> [Your instructions]
What keywords are listed at the top of the excerpt on critical psychology?

> [Source extract]
⟨

Keywords: Marxism, Foucault, critical psychology, critique, subject-scientific standpoint, situated practice-research, power


 

 

INTRODUCTION

As a teacher at a Danish university, I regularly present myself as a critical psychologist, who works from a so-called subject-scientific perspective, first developed by the German psychologist Klaus Holzkamp (1927-1995) and further developed by, amongst many others, a number of Danish psychologists (Axel, 2002; Dreier, 2008; Schraube, 2009; Højholt, 2011; Nissen, 2012). Presenting this German-Danish version of critical psychology, a thing that never fails to puzzle people is how a psychology that claims to be critical can take as its point of departure people's own perspectives on their own situated practices, and then, on top of that, claim to relate this theoretically to the writings of Marx? Does the world we live in today not confront so many huge social, cultural and environmental problems that it seems we rather need a psychology that takes as its point of departure an understanding of the overall political, structural and societal workings of our societies? And is this not exactly what an interest in Marx is all about: realizing that the subject matter of psychology is historical and societal through and through? If not for other reasons, then at least because psychology compared to, for example, sociology seems to show a distinct lack of self-reflective awareness of the discipline's relationship to wider cultural and socio-political trends and developments.

These are certainly valid and relevant objections and concerns, and perhaps for the same reason, objections and concerns that were raised numerous times during the conference on Marxism and psychology in which I presented the paper this article is based on (http://marxpsyconference.teocripsi.com). The concept of "critique" carries connotations of analytical distance and detachment. This is so for good reason, since not only Marx, but also more recent theories of critique and power, for example the important work of Michel Foucault, stress the indispensable need to reflexively and critically examine the conditions of our own agency and becoming. Despite obvious differences, both Marx and Foucault relate the preservation of oppressive power relations to our day-to-day participation in specific practices that afford compliance with certain ideas, norms and modes of action. Thus it may seem rather naive to insist on a psychology that takes as its point of departure people's own first-person perspectives on their everyday-life activities, and furthermore claims that this constitutes a possible starting point for critical, let alone Marxist, psychology. Nevertheless, it is this endeavour that I will try to argue for and discuss here. Firstly, by pursuing a train of thought in Marx's work that I think is neglected in much Marxist theorizing, even though it presents an important counterweight to the tiresome tendency for totalization and determinism in Marxist theory and practice. Secondly, by discussing the work of Foucault and the challenges his work poses to understanding societal power relations from a situated subject-scientific standpoint.

⟩

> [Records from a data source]
⟨

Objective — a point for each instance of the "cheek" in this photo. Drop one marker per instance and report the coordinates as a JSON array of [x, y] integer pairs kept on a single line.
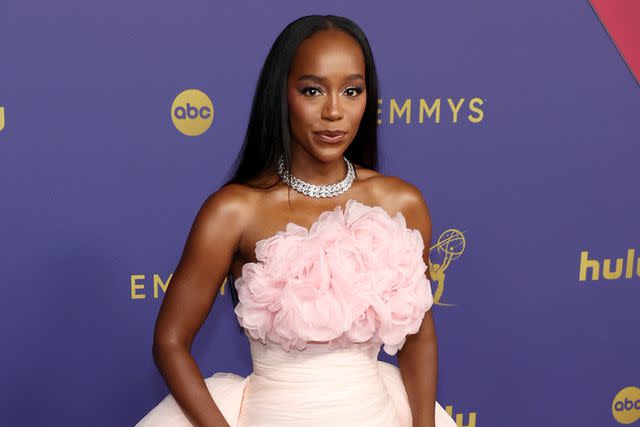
[[300, 112]]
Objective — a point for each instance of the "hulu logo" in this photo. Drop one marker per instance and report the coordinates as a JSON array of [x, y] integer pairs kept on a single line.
[[622, 265]]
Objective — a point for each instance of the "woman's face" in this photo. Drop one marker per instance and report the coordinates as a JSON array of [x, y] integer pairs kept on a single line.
[[326, 93]]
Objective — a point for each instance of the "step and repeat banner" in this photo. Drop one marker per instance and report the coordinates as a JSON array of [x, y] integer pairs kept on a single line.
[[520, 123]]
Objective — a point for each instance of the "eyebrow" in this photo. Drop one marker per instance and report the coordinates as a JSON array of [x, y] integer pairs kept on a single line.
[[321, 79]]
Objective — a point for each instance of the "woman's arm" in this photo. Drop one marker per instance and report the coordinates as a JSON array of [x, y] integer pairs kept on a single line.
[[195, 283], [418, 358]]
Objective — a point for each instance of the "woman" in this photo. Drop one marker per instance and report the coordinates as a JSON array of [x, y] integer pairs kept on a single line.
[[326, 274]]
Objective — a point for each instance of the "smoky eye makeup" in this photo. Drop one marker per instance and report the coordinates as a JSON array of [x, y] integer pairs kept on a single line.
[[314, 90]]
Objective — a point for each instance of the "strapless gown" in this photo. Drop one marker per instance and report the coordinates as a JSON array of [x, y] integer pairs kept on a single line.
[[317, 306]]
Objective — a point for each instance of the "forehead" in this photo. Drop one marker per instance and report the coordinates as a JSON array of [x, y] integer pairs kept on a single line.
[[330, 53]]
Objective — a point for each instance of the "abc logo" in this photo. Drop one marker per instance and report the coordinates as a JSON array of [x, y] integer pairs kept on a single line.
[[626, 405], [192, 112]]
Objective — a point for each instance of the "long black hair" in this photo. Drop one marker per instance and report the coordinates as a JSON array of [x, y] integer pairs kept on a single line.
[[268, 134]]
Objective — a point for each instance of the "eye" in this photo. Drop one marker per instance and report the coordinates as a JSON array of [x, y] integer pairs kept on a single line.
[[311, 90], [354, 91]]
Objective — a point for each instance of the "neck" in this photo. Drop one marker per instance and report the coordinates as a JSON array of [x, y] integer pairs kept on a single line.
[[317, 172]]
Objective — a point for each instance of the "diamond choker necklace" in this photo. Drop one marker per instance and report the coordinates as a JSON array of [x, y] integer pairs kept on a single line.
[[313, 190]]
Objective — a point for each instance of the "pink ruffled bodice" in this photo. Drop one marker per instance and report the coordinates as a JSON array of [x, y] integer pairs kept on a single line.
[[356, 275]]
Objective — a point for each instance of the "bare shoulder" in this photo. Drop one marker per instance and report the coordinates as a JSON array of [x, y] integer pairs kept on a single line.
[[398, 194], [230, 207]]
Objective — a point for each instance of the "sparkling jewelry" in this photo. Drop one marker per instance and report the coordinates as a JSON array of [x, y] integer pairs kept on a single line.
[[314, 190]]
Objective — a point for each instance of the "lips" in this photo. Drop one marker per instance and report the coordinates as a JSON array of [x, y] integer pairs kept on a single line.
[[330, 136]]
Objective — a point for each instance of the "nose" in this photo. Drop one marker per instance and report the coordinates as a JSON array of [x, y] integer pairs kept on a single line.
[[332, 109]]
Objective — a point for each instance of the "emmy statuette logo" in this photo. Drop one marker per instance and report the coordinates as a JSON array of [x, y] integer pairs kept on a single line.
[[192, 112], [449, 247]]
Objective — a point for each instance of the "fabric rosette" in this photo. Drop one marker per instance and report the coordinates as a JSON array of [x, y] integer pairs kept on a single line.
[[356, 275]]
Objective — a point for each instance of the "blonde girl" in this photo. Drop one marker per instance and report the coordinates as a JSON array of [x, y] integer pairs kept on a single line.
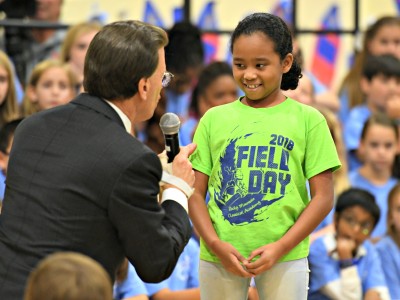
[[75, 45], [8, 98], [51, 83]]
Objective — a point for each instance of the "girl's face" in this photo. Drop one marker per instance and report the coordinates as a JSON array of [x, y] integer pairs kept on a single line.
[[221, 91], [354, 223], [258, 69], [379, 147], [394, 213], [79, 48], [386, 40], [52, 89], [4, 83]]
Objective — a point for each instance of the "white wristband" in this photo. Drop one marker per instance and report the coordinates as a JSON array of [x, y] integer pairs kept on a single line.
[[179, 183]]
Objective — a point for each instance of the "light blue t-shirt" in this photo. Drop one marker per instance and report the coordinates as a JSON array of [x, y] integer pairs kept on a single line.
[[325, 268], [389, 253], [380, 193], [352, 133]]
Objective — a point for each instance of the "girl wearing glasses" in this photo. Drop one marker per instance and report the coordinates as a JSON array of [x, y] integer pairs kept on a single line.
[[346, 265]]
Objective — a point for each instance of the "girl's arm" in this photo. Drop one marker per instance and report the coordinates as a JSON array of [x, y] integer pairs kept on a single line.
[[230, 258], [321, 187]]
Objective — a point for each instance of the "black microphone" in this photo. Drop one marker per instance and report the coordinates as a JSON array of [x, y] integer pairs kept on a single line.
[[170, 124]]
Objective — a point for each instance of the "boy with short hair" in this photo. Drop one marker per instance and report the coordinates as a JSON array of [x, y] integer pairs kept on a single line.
[[346, 265], [380, 84]]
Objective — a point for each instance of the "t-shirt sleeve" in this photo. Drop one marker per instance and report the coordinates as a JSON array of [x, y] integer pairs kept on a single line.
[[321, 153], [201, 158]]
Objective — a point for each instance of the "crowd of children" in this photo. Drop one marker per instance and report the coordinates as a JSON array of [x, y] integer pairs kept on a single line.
[[277, 167]]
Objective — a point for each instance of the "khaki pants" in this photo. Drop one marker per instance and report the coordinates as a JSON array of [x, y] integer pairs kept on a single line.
[[286, 281]]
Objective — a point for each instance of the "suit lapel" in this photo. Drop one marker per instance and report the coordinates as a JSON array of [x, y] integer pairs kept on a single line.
[[98, 105]]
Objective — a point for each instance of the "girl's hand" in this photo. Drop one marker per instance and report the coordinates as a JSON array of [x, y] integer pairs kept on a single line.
[[268, 255], [230, 258]]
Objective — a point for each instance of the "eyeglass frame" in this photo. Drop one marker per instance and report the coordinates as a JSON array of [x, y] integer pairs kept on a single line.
[[366, 227], [166, 80]]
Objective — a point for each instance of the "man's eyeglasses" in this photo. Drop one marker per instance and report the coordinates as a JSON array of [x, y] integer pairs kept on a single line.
[[167, 77], [365, 227]]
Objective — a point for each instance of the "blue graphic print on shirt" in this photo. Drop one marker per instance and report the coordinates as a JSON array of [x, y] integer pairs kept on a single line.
[[241, 198]]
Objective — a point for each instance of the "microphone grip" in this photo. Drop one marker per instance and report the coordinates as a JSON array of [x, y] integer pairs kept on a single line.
[[171, 146]]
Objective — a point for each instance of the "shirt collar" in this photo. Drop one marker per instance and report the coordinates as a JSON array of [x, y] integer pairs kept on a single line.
[[125, 120]]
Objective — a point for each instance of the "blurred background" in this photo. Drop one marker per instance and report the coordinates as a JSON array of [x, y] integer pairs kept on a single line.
[[332, 53]]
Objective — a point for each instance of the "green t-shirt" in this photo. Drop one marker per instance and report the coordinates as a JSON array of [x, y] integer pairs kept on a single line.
[[258, 161]]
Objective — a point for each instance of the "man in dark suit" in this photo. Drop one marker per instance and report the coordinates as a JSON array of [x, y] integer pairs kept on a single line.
[[79, 181]]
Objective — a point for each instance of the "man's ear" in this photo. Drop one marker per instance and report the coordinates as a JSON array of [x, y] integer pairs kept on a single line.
[[143, 88]]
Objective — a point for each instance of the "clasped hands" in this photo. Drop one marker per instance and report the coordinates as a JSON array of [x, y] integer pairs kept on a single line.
[[264, 258]]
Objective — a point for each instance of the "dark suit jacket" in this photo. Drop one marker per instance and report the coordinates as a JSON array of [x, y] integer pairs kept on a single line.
[[77, 181]]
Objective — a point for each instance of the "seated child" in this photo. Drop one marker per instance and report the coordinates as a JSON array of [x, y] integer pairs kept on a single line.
[[346, 265]]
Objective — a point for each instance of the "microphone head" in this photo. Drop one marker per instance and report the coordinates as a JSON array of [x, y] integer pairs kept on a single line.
[[170, 123]]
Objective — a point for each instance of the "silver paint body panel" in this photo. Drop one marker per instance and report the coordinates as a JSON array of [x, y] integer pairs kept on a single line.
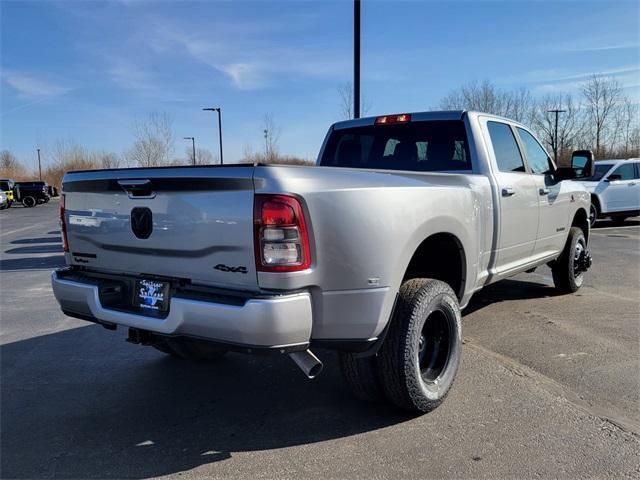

⟩

> [Answer space]
Marxism, Foucault, critical psychology, critique, subject-scientific standpoint, situated practice-research, power